(EXERCISE DATA)
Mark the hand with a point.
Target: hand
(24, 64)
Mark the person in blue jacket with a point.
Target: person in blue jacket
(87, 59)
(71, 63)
(End EXERCISE DATA)
● **REQUIRED ACTION**
Nothing above should be left out; write out every record exactly.

● **OUTPUT**
Mark the hand with a point.
Target: hand
(24, 64)
Mark the person in blue jacket with a point.
Target: person in blue jacket
(87, 59)
(71, 63)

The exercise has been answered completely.